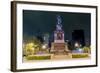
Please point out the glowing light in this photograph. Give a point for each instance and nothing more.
(76, 44)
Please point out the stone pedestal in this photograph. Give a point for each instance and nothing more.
(59, 48)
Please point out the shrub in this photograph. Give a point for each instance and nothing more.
(35, 57)
(79, 55)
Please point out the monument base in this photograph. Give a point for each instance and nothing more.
(59, 48)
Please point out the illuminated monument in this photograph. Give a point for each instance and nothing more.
(59, 46)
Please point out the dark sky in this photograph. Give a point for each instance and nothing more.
(35, 22)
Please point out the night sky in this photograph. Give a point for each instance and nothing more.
(40, 22)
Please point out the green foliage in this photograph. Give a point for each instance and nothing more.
(79, 55)
(86, 49)
(33, 57)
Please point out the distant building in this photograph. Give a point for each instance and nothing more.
(59, 46)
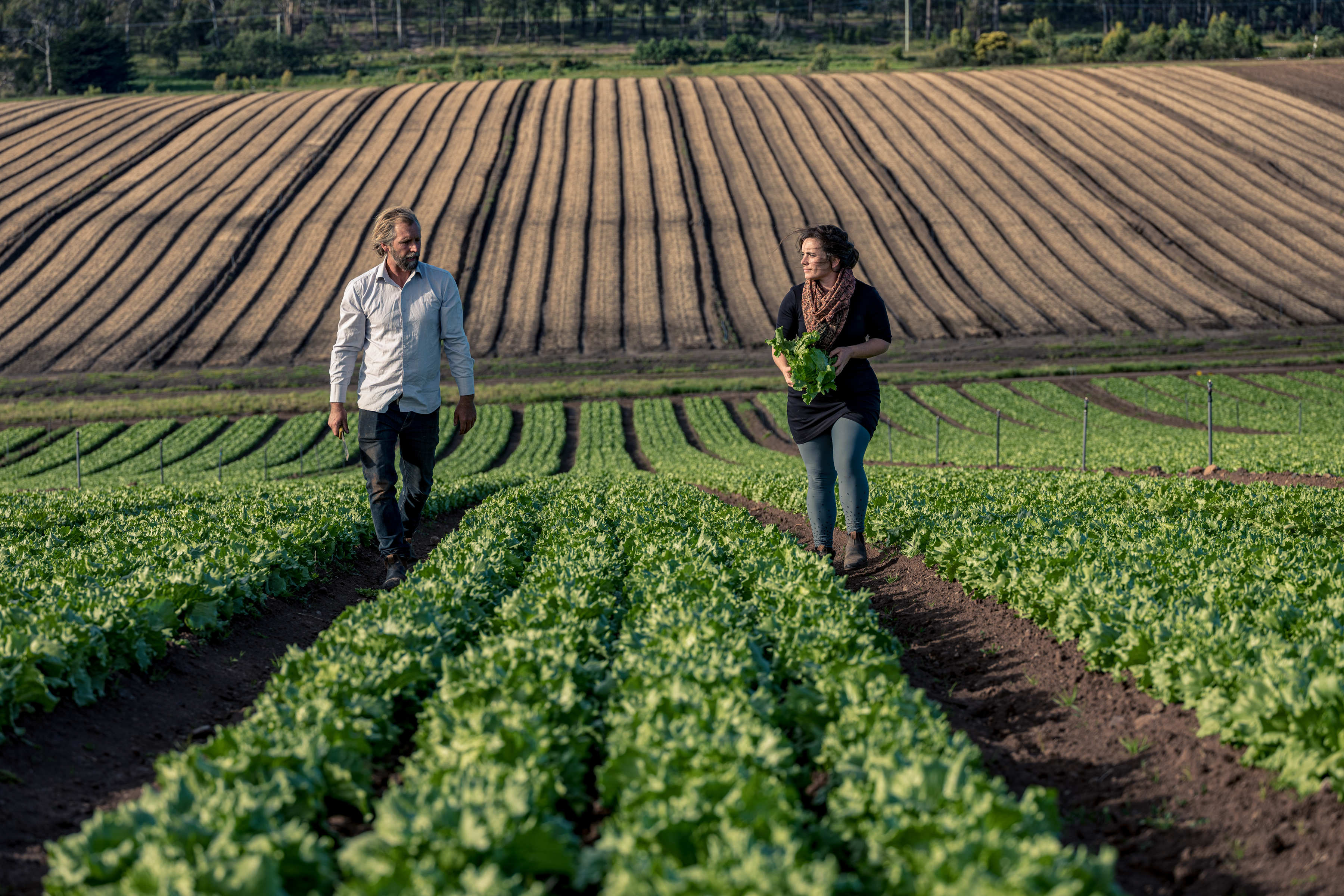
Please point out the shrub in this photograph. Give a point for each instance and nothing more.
(166, 43)
(1180, 43)
(820, 58)
(1151, 45)
(995, 49)
(663, 52)
(958, 52)
(261, 53)
(1226, 40)
(1042, 35)
(744, 47)
(1116, 42)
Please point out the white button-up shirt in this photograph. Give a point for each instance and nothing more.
(400, 330)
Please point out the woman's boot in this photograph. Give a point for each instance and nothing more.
(855, 553)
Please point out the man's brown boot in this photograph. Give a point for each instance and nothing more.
(855, 553)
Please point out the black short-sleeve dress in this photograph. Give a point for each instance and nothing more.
(857, 394)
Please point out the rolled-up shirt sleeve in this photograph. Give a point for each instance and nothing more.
(455, 340)
(350, 340)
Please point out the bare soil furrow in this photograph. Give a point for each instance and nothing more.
(1223, 253)
(22, 116)
(683, 315)
(302, 236)
(1107, 236)
(530, 272)
(203, 251)
(233, 326)
(771, 265)
(772, 150)
(643, 276)
(68, 317)
(425, 144)
(785, 210)
(1247, 193)
(38, 295)
(476, 153)
(1039, 240)
(604, 314)
(21, 147)
(894, 217)
(799, 115)
(979, 249)
(562, 296)
(736, 267)
(31, 209)
(30, 155)
(1198, 200)
(1320, 127)
(1263, 143)
(320, 289)
(490, 292)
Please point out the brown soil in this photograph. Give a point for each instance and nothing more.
(1320, 81)
(752, 421)
(1183, 813)
(78, 759)
(572, 436)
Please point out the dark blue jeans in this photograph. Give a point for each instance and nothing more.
(380, 435)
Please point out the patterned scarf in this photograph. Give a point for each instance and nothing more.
(827, 312)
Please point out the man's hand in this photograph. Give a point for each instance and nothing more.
(466, 414)
(336, 421)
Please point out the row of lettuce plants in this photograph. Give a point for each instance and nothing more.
(1220, 597)
(623, 685)
(249, 811)
(601, 448)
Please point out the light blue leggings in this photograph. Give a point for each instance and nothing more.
(840, 449)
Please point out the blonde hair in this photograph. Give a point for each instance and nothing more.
(385, 226)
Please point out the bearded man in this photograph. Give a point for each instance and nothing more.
(398, 315)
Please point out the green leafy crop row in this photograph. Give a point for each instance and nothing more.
(601, 440)
(1225, 598)
(624, 643)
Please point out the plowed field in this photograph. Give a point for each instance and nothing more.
(636, 215)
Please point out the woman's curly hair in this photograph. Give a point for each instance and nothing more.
(834, 241)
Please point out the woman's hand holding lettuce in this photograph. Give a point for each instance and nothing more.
(810, 368)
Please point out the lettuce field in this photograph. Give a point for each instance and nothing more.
(608, 680)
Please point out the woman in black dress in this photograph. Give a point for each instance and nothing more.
(833, 433)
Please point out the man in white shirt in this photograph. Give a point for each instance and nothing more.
(398, 315)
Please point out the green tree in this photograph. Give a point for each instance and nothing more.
(91, 56)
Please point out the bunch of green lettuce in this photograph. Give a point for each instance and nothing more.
(811, 368)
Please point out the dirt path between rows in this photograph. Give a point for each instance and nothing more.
(1183, 813)
(78, 759)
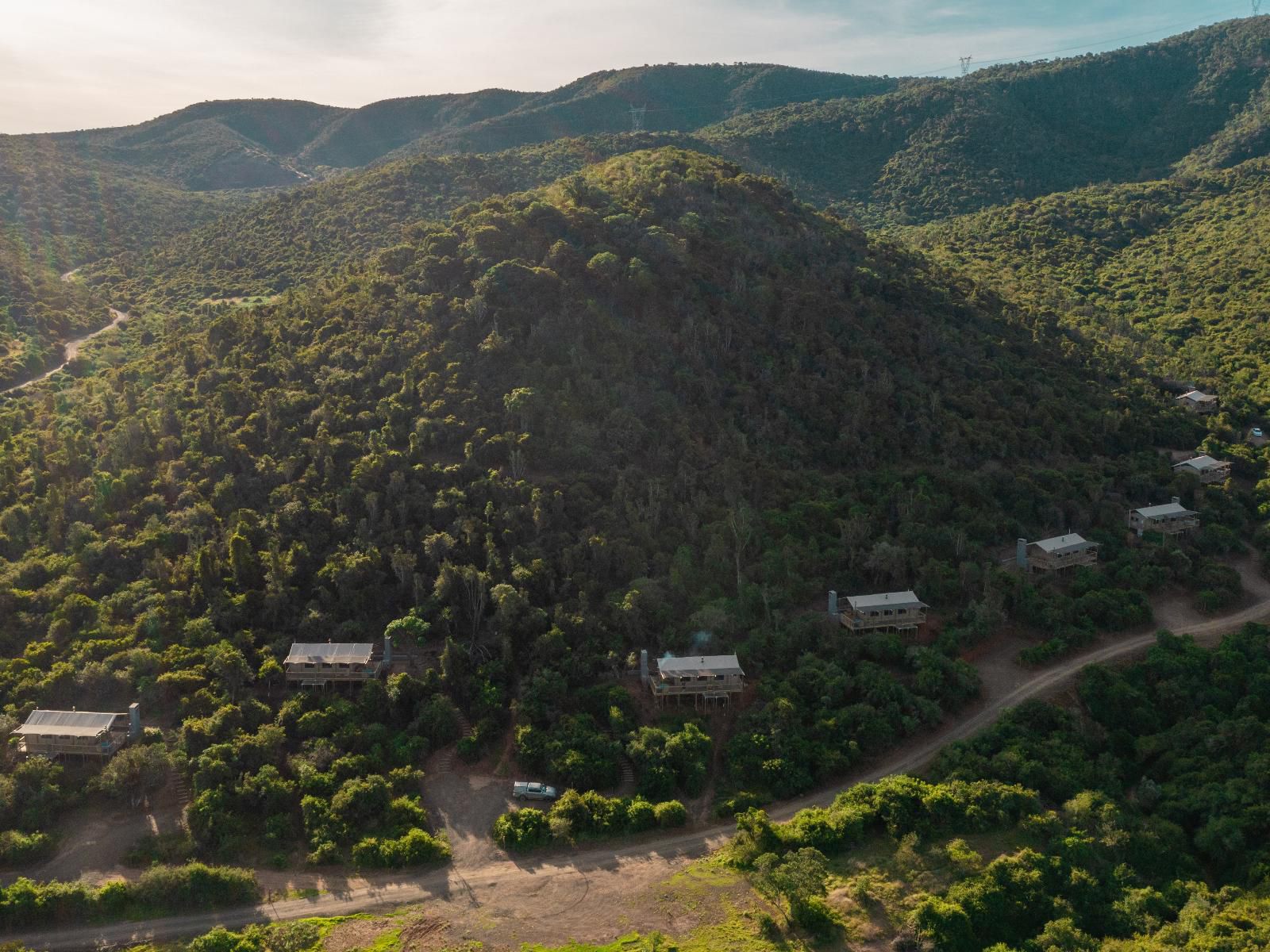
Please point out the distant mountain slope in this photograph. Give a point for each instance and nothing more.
(364, 135)
(272, 143)
(1172, 272)
(952, 146)
(67, 211)
(666, 98)
(313, 232)
(624, 382)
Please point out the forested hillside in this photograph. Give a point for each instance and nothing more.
(313, 232)
(1170, 273)
(511, 442)
(38, 310)
(273, 143)
(943, 148)
(1130, 824)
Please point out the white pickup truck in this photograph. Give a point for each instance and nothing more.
(524, 790)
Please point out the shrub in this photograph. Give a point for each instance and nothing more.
(671, 814)
(522, 829)
(18, 848)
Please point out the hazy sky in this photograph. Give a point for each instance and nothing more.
(79, 63)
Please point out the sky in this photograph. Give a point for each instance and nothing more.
(88, 63)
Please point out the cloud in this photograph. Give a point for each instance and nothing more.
(84, 63)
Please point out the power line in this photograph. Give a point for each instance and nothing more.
(848, 90)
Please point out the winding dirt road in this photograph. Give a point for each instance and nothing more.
(71, 347)
(583, 889)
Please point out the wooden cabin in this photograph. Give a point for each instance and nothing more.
(82, 733)
(1054, 555)
(323, 664)
(705, 678)
(1170, 520)
(1198, 403)
(902, 611)
(1208, 469)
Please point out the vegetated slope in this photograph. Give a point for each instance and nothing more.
(671, 98)
(364, 135)
(57, 213)
(1170, 272)
(217, 145)
(272, 143)
(65, 209)
(314, 232)
(654, 399)
(1130, 824)
(37, 311)
(950, 146)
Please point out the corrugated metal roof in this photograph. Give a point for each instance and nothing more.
(1203, 463)
(329, 653)
(75, 724)
(1062, 545)
(700, 664)
(887, 600)
(1156, 512)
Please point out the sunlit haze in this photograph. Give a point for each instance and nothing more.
(83, 63)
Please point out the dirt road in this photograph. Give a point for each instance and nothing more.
(588, 892)
(73, 347)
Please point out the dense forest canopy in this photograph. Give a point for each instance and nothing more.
(533, 393)
(512, 441)
(1170, 273)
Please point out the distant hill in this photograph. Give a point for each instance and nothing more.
(1172, 273)
(313, 232)
(933, 149)
(275, 143)
(880, 149)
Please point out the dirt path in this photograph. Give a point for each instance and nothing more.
(71, 347)
(591, 892)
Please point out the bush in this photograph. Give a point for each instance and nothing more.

☆ ☆ ☆ ☆ ☆

Aim of the task:
The output has to match the data above line for line, except that pictures are dropped.

Solution for this exercise:
Please point out the glowing light in this photograph. Give a point for each instance and nothing more.
(76, 44)
Please point out the stone pedestal in this photograph. Give a point for each instance and nothing more.
(59, 48)
Please point out the shrub in this photograph. Give a point for each instance and nothing more.
(35, 57)
(79, 55)
Please point out the monument base in this photograph. Give a point for each instance and nothing more.
(59, 48)
Please point out the illuminated monument in this photograph. Give a point for each instance and nothing more.
(59, 46)
Please point out the dark sky in this photograph. Give a point for each instance and nothing more.
(35, 22)
Please point out the night sky in this photograph. Give a point for each instance and nothing more.
(40, 22)
Please point out the green foliage in this photograph. Give a point for each instance and nothing more.
(79, 55)
(86, 49)
(33, 57)
Please point out the distant building in this photograph. Give a point for each instance and nothing more.
(59, 46)
Please point out the shrub in this photograph. Give a point for each instance and nothing more.
(166, 43)
(1180, 43)
(820, 58)
(1151, 45)
(995, 49)
(663, 52)
(958, 52)
(261, 53)
(1226, 40)
(1042, 35)
(744, 47)
(1116, 42)
Please point out the white button-up shirt in this photograph. Give a point for each instance and nothing more.
(400, 330)
Please point out the woman's boot in this photograph. Give a point for each instance and nothing more.
(855, 553)
Please point out the man's brown boot in this photograph. Give a point for each instance and nothing more.
(855, 553)
Please point out the black short-sleeve dress in this photograph. Give a point for each instance and nothing more.
(857, 394)
Please point out the rolled-up shirt sleeve in this photograph. Give a point for each instance and nothing more.
(455, 340)
(350, 340)
Please point out the bare soil furrow in this photograph. Give a point for each instance and nothing more.
(1223, 253)
(22, 116)
(683, 315)
(302, 236)
(1107, 236)
(530, 272)
(203, 251)
(233, 326)
(771, 265)
(772, 150)
(643, 276)
(68, 317)
(425, 144)
(785, 210)
(1247, 193)
(38, 295)
(476, 153)
(1039, 240)
(604, 314)
(21, 147)
(894, 217)
(799, 115)
(979, 249)
(562, 296)
(736, 267)
(31, 209)
(30, 155)
(1198, 200)
(1320, 127)
(1263, 143)
(320, 289)
(490, 292)
Please point out the brown soil in this photograph. Give a point for each instance and nothing more.
(1320, 81)
(752, 421)
(1183, 813)
(78, 759)
(572, 436)
Please point out the dark blue jeans in this photograph. Give a point for each instance and nothing more.
(380, 435)
Please point out the patterned scarf in this photograph. Give a point for each instance and nothing more.
(827, 312)
Please point out the man's hand in this photograph. Give a point for each instance and nothing more.
(466, 414)
(336, 421)
Please point out the row of lettuce plants in this photograph. Give a point for each instance and nothing more.
(1220, 597)
(623, 685)
(249, 811)
(601, 448)
Please point out the light blue leggings in this photograph. Give a point for each instance and nothing more.
(840, 449)
Please point out the blonde hair in this photograph. Give a point for each instance and nothing more.
(385, 226)
Please point out the bearded man in this photograph. Give a point for each instance and nothing more.
(398, 315)
Please point out the green leafy crop row in this photograph. Give a point for each instance and nothing more.
(601, 440)
(1225, 598)
(624, 643)
Please point out the plowed field in this photograph. Give a point for each instance and nothing more.
(636, 215)
Please point out the woman's curly hair in this photograph. Give a point for each instance and nothing more.
(834, 241)
Please point out the woman's hand holding lettuce in this photograph. Give a point for each instance and nothing more.
(810, 368)
Please point out the lettuce field in this photograph. Give a point for each instance and nothing more.
(608, 680)
Please point out the woman in black dress in this photograph. Give a point for each instance and nothing more.
(833, 433)
Please point out the man in white shirt in this photograph. Give a point for each instance and nothing more.
(398, 315)
Please point out the green tree in this photograph. Give a point for each instance and nothing more.
(91, 56)
Please point out the bunch of green lettuce in this photograph. Give a point for each instance and nothing more.
(811, 368)
Please point out the dirt path between rows in this photograph. Give a point for each instance and nothing more.
(1183, 813)
(78, 759)
Please point out the distant mountain slope in this photograph. Give a point for each instance and nothing more.
(364, 135)
(272, 143)
(1172, 272)
(952, 146)
(67, 211)
(666, 98)
(313, 232)
(624, 382)
Please point out the forested hillside in this photograph. Give a point for each instance and nothing more.
(313, 232)
(1170, 273)
(511, 442)
(38, 310)
(273, 143)
(943, 148)
(1130, 824)
Please point out the white pickup truck in this photograph. Give a point for each instance and nothing more.
(524, 790)
Please point out the shrub in this photograph. Give a point for each instance and nothing more.
(671, 814)
(522, 829)
(18, 848)
Please point out the hazy sky in this photograph. Give a point for each instance and nothing more.
(79, 63)
Please point out the sky in this photograph. Give a point for each instance and nothing more.
(88, 63)
Please point out the cloud in this photograph. Give a point for each instance and nothing more.
(84, 63)
Please point out the power line in this photograph. Give a point for each instance and nothing more.
(848, 90)
Please point out the winding dirt road in this photograph. Give a point for each instance and nothing more.
(71, 347)
(583, 889)
Please point out the wooden cabin in this photograph. Give a point for each instance and nothing more.
(82, 733)
(1054, 555)
(323, 664)
(705, 678)
(1170, 520)
(1198, 403)
(902, 611)
(1208, 469)
Please point out the vegetated slope in this photograph. Give a point for each instance and nothing more.
(671, 98)
(364, 135)
(57, 213)
(1170, 272)
(217, 145)
(272, 143)
(65, 209)
(314, 232)
(654, 399)
(1130, 824)
(37, 311)
(950, 146)
Please point out the corrugated metal roof in this photograph. Give a point for each instance and nothing more.
(1203, 463)
(329, 653)
(75, 724)
(1062, 545)
(700, 664)
(887, 600)
(1156, 512)
Please point out the sunlit haze in this photograph. Give a point for each instance and nothing more.
(83, 63)
Please point out the dirt road in this photograph. Give a point for each instance and nothing more.
(588, 892)
(73, 347)
Please point out the dense forest canopy in this photograph. Give a point for each instance and nothing more.
(533, 393)
(512, 441)
(1170, 273)
Please point out the distant hill in this photograph. Give a point for each instance and nothing more.
(1172, 273)
(313, 232)
(933, 149)
(275, 143)
(880, 149)
Please point out the dirt path in this photograph. Give a point for each instance and nothing more.
(71, 347)
(591, 892)
Please point out the bush in this photograph. Give a point for each instance and nothing more.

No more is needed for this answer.